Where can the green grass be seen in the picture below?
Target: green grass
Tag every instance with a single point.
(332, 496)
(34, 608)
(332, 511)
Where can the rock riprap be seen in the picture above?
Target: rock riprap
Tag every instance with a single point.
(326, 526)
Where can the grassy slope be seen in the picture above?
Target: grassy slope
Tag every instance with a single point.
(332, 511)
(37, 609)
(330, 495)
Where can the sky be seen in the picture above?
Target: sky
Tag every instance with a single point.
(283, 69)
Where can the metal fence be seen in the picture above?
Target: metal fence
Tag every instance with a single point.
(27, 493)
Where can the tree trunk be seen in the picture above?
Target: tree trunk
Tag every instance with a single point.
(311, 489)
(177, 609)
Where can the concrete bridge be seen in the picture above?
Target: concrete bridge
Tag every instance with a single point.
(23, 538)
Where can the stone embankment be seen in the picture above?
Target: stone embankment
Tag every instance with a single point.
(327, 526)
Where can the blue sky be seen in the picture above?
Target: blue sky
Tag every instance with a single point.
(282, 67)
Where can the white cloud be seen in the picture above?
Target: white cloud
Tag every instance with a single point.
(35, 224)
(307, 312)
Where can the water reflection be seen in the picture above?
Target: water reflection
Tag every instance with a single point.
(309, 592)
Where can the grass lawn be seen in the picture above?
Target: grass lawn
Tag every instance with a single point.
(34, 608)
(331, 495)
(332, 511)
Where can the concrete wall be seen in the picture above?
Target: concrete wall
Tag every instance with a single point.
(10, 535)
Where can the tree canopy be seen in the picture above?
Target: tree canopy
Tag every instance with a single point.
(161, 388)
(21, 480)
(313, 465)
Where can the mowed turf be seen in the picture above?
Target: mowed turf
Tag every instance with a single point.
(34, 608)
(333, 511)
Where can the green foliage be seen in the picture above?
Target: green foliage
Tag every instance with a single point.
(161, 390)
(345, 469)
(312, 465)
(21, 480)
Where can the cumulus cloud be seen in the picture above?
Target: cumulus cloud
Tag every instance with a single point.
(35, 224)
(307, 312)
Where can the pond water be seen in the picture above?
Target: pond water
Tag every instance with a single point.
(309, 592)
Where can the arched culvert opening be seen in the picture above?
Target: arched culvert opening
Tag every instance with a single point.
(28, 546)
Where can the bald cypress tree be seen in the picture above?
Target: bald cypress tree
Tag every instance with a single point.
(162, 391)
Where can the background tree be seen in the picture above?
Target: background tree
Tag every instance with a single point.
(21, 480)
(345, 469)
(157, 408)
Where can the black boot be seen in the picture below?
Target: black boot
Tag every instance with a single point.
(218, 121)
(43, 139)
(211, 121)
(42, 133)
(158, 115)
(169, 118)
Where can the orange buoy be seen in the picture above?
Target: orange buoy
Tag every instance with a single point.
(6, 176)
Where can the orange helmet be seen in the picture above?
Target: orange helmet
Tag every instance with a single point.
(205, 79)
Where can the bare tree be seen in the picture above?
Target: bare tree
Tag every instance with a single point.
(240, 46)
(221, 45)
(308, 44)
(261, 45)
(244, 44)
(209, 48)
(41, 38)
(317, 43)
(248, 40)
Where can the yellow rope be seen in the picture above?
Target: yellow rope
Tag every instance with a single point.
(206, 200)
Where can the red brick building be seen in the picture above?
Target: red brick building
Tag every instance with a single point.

▶ Your objective: Every record above is to be restated exactly as it reads.

▶ Written solution:
Where can the green grass be seen in the picture below?
Target: green grass
Tag every instance with a single point.
(332, 496)
(34, 608)
(332, 511)
Where can the rock riprap be seen in the picture above?
Target: rock riprap
Tag every instance with a single point.
(326, 526)
Where can the grassy slope be seen in the picture above?
Target: grassy slope
Tag every instance with a single point.
(332, 511)
(37, 609)
(330, 495)
Where can the sky be seen in the picture above?
Target: sky
Tag every instance with a single point.
(283, 69)
Where can the metal fence be seen in the picture above?
Target: metal fence
Tag every instance with a single point.
(27, 493)
Where can the tree trunk be seen in the picture above?
Target: tree trunk
Tag every instance with a single point.
(311, 489)
(177, 609)
Where can the concrete bridge be seen in the picture above?
Target: concrete bridge
Tag every instance with a single point.
(23, 538)
Where can the stone embankment be seen in the picture above?
Target: stone embankment
Tag every instance with a single point.
(327, 526)
Where can the blue sky be seen in the picture above?
Target: blue sky
Tag every instance with a single point.
(282, 67)
Where can the white cloud be seen in the picture above?
Target: white cloud
Tag every instance with a single point.
(35, 224)
(307, 312)
Where can the water reflection be seen in the picture above?
Target: water reflection
Tag every instance with a single point.
(309, 592)
Where can the grass lawn be seen in the picture above?
Target: grass lawn
Tag every instance with a single point.
(34, 608)
(331, 495)
(332, 511)
Where can the concrete wall be seen in the picture above?
Target: concrete wall
Tag every instance with a single point.
(10, 535)
Where can the tree canopy be seen in the picture above?
Target: tree canopy
Tag every instance with a single point.
(161, 388)
(21, 480)
(313, 465)
Where can the mowed turf be seen in the picture above?
Target: mowed turf
Tag every instance with a single point.
(34, 608)
(333, 511)
Where can the green foliage be seen in the picture above?
Target: green foliage
Tag every instance with a single point.
(161, 390)
(345, 469)
(312, 465)
(21, 480)
Where can the cumulus cloud be seen in the picture above?
Target: cumulus cloud
Tag every instance with a single point.
(35, 224)
(307, 312)
Where can the pond water be seen in the picture above?
Target: pond water
Tag every instance with a single point.
(309, 592)
Where can the arched culvert opening be seen in the picture above?
Target: arched culvert opening
Tag every instance with a single point.
(28, 546)
Where can the bald cypress tree be seen in the picture above?
Target: bald cypress tree
Tag every instance with a single point.
(162, 391)
Where can the background tree be seen in the picture above?
Target: background tree
Tag every instance with a single point.
(21, 480)
(345, 469)
(157, 408)
Where can the black boot be seen in the picture below?
Target: black boot
Tag every instance with a single point.
(218, 121)
(43, 139)
(211, 121)
(42, 133)
(158, 115)
(169, 118)
Where can the orange buoy be seen in the picture above?
Target: orange buoy
Tag every instance with a single point.
(6, 176)
Where can the orange helmet be seen in the picture above?
Target: orange helmet
Tag every instance with a single point.
(205, 79)
Where can the bare tree be seen in the picture above?
Target: bare tree
Tag every instance with a single point.
(240, 46)
(221, 45)
(308, 44)
(261, 45)
(244, 44)
(209, 48)
(41, 38)
(317, 43)
(248, 40)
Where can the yellow rope be seen in the picture above?
Target: yellow rope
Tag every instance with a single point.
(206, 200)
Where can the red brick building be seen in the picture above?
Target: red brick building
Tag every instance with a single point.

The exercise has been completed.